(Recorded data)
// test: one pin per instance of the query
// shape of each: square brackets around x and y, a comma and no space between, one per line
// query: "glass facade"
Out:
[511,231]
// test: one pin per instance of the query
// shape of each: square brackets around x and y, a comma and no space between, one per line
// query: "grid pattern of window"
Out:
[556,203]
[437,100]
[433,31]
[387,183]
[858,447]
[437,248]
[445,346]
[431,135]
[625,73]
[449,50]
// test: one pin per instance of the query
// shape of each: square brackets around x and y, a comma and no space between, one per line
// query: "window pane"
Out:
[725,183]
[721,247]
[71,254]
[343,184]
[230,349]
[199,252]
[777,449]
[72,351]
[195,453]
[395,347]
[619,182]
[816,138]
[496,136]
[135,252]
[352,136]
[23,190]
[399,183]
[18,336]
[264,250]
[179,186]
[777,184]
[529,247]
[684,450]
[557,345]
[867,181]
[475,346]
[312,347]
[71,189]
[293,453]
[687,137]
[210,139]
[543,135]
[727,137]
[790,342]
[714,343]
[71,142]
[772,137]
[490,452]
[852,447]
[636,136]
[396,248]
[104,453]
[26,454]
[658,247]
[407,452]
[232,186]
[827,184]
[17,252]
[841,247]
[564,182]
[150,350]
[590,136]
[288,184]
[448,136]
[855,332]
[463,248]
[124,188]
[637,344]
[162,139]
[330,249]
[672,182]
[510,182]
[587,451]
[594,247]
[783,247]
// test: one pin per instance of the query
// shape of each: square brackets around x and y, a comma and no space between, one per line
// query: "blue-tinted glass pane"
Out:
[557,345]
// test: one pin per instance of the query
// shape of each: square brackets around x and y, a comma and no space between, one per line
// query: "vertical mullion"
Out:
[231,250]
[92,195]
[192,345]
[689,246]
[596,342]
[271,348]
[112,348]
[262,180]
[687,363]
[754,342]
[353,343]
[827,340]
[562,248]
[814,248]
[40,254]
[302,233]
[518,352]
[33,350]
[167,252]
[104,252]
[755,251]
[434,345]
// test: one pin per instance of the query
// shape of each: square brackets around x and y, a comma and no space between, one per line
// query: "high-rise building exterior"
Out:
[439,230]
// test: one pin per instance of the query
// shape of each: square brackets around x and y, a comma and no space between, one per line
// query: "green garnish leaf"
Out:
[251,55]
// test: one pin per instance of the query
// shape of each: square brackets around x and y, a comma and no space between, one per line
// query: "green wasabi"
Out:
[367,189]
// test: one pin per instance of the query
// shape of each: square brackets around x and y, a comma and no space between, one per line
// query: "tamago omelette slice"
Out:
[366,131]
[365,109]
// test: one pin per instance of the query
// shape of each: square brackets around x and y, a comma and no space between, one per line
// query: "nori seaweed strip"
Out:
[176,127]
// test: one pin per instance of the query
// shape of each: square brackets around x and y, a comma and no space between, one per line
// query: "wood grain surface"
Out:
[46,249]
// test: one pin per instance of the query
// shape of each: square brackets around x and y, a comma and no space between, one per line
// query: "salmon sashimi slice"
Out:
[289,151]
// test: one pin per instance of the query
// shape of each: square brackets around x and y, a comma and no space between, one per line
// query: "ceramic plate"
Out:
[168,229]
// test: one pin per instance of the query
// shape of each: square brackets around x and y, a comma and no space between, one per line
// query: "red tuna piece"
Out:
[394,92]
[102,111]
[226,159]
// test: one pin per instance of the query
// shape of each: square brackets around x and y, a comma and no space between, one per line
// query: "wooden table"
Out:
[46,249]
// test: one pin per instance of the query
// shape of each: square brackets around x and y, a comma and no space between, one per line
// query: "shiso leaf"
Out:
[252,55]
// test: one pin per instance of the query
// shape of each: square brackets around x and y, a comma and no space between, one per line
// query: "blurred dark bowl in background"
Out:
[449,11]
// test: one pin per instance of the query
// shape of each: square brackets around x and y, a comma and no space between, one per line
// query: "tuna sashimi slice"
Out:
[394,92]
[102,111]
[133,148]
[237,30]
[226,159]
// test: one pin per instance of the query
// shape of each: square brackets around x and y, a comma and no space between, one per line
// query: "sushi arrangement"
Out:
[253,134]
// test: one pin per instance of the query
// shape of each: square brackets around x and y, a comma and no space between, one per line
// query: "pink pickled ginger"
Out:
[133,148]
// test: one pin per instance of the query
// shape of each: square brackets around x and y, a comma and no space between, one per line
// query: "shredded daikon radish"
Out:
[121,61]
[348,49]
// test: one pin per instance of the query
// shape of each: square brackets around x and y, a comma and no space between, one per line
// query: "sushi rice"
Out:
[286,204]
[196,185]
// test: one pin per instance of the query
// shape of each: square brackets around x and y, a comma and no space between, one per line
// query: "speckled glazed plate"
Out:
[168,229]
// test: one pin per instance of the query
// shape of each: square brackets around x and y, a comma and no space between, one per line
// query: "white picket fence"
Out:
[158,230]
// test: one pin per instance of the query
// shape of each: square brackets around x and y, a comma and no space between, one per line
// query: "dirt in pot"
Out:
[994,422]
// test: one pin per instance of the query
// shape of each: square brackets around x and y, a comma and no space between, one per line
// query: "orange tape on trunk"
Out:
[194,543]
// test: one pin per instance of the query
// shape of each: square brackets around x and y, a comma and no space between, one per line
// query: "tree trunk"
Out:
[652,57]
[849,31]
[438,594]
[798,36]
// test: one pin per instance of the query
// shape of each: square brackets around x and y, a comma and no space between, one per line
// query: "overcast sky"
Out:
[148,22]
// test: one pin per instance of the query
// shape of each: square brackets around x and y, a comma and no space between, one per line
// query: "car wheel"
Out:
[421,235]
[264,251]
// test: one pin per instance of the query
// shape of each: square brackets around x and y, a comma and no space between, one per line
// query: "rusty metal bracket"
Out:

▸ **Instructions to follow**:
Repeat each entry above, keeping every word exact.

▸ **Result**:
// test: one pin per instance of the query
// shape of each: square brackets around x and y, a comma and no space between, one per line
// query: "glass facade"
Out:
[511,231]
// test: one pin per instance of the query
// shape of each: square brackets around x and y, a comma and no space between, one per line
// query: "grid pattern of window"
Out:
[556,203]
[437,100]
[433,31]
[387,183]
[858,447]
[437,248]
[445,346]
[431,135]
[625,73]
[449,50]
// test: one pin per instance of the query
// shape of each: square brackets around x and y, a comma and no space between, one per line
// query: "window pane"
Out:
[725,183]
[721,247]
[71,254]
[343,184]
[230,349]
[199,252]
[777,449]
[72,351]
[195,453]
[395,347]
[619,182]
[816,138]
[496,136]
[135,252]
[352,136]
[23,190]
[399,183]
[18,336]
[264,250]
[179,186]
[777,184]
[529,247]
[684,450]
[557,345]
[867,181]
[475,346]
[312,347]
[71,189]
[293,453]
[687,137]
[210,139]
[543,135]
[727,137]
[790,342]
[714,343]
[71,142]
[772,137]
[490,452]
[852,447]
[636,136]
[396,248]
[104,453]
[26,454]
[658,247]
[407,452]
[232,186]
[827,184]
[17,252]
[841,247]
[564,182]
[150,350]
[590,136]
[288,184]
[448,136]
[855,332]
[463,248]
[124,188]
[637,344]
[162,139]
[330,249]
[672,182]
[510,182]
[587,451]
[594,247]
[783,247]
// test: one pin per instance of the query
// shape of each: square brackets around x and y, a comma and no space between, one per line
// query: "blue-tinted glass pane"
Out:
[557,345]
// test: one pin per instance of the query
// shape of each: square brackets around x and y, a comma and no space between, one per line
// query: "vertical mullion"
Out:
[231,250]
[92,195]
[192,345]
[689,246]
[596,342]
[271,348]
[112,348]
[262,180]
[687,363]
[754,342]
[353,343]
[827,340]
[562,248]
[814,248]
[40,254]
[302,233]
[518,352]
[33,350]
[167,252]
[104,252]
[755,251]
[434,345]
// test: one pin per instance of the query
// shape of each: square brackets around x and y, a comma and no space between, one per line
// query: "high-rise building exterior"
Out:
[439,230]
// test: one pin per instance of the query
// shape of each: square brackets around x and y, a comma and no space between, one per line
// query: "green garnish leaf"
Out:
[251,55]
// test: one pin per instance of the query
// shape of each: square brackets around x and y, a comma and no space between, one per line
// query: "green wasabi"
Out:
[367,189]
// test: one pin per instance of the query
// shape of each: square brackets around x and y, a comma and no space between, one per line
// query: "tamago omelette slice"
Out:
[366,131]
[365,109]
// test: one pin per instance of the query
// shape of each: square brackets around x and y, a comma and no space between, one per line
// query: "nori seaweed strip"
Out:
[176,127]
// test: one pin per instance of the query
// shape of each: square brackets around x and y, a comma and no space between, one per line
// query: "wood grain surface"
Out:
[46,249]
// test: one pin per instance of the query
// shape of each: square brackets around x and y, a comma and no space between, one per line
// query: "salmon sashimi slice"
Out:
[289,151]
// test: one pin per instance of the query
// shape of each: square brackets around x and y, a comma and no space between, one per line
// query: "ceramic plate"
Out:
[168,229]
// test: one pin per instance of the query
// shape of each: square brackets around x and y, a comma and no space between, one per line
// query: "red tuna piece"
Out:
[394,92]
[102,111]
[226,159]
// test: one pin per instance of the query
// shape of each: square brackets around x and y, a comma and no space between, one per line
// query: "wooden table"
Out:
[46,249]
// test: one pin per instance of the query
// shape of each: square brackets around x and y, a comma and no space between, one per line
// query: "shiso leaf"
Out:
[252,55]
// test: one pin per instance of the query
// shape of each: square brackets around x and y, a comma and no space between, one per line
// query: "blurred dark bowl in background"
Out:
[449,11]
// test: one pin per instance of the query
// shape of each: square brackets around x and y, a comma and no space between, one per line
// query: "tuna sashimi slice"
Out:
[394,92]
[102,111]
[133,148]
[237,30]
[226,159]
// test: one pin per instance of the query
// shape of each: square brackets around x and y, a comma and no space between, one per line
// query: "sushi arrangement"
Out:
[253,134]
// test: one pin per instance of the query
// shape of each: square brackets around x and y, a comma and no space between, one per line
// query: "pink pickled ginger"
Out:
[133,148]
// test: one pin per instance of the query
// shape of each: square brackets around x and y, a comma and no space between, one per line
// query: "shredded daikon radish"
Out:
[121,61]
[348,49]
// test: one pin per instance of the query
// shape of each: square brackets around x and y, a comma and no space between, one per line
// query: "sushi rice"
Out:
[286,204]
[196,185]
// test: one pin per instance of the query
// shape of each: square brackets around x and y, a comma and no space between, one per line
// query: "speckled glazed plate"
Out:
[168,229]
// test: one pin per instance of the query
// shape of each: square brackets around x and y, a comma and no space between, one per line
// query: "white picket fence"
Out:
[158,230]
// test: one pin per instance of the query
// shape of each: square brackets around x and y, a comma and no space between, one per line
// query: "dirt in pot"
Out:
[994,422]
// test: one pin per instance of the query
// shape of each: square brackets around x and y, a comma and no space between, one per line
// query: "orange tape on trunk"
Out:
[194,543]
// test: one pin per instance of the query
// shape of each: square brackets around x and y, a comma and no space between, one per line
// query: "tree trunk"
Out:
[652,57]
[849,31]
[438,594]
[798,36]
// test: one pin per instance of the query
// shape of each: square brackets around x and y, a comma and no space between, one per line
// query: "overcast sky"
Out:
[148,22]
// test: one pin per instance of the query
// shape of each: square brackets around x and y, a comma and no space between, one per line
// query: "car wheel"
Out:
[421,235]
[264,251]
// test: one pin per instance of the query
// shape of each: square brackets around x and y, a comma and no space between, one per line
// query: "rusty metal bracket"
Out:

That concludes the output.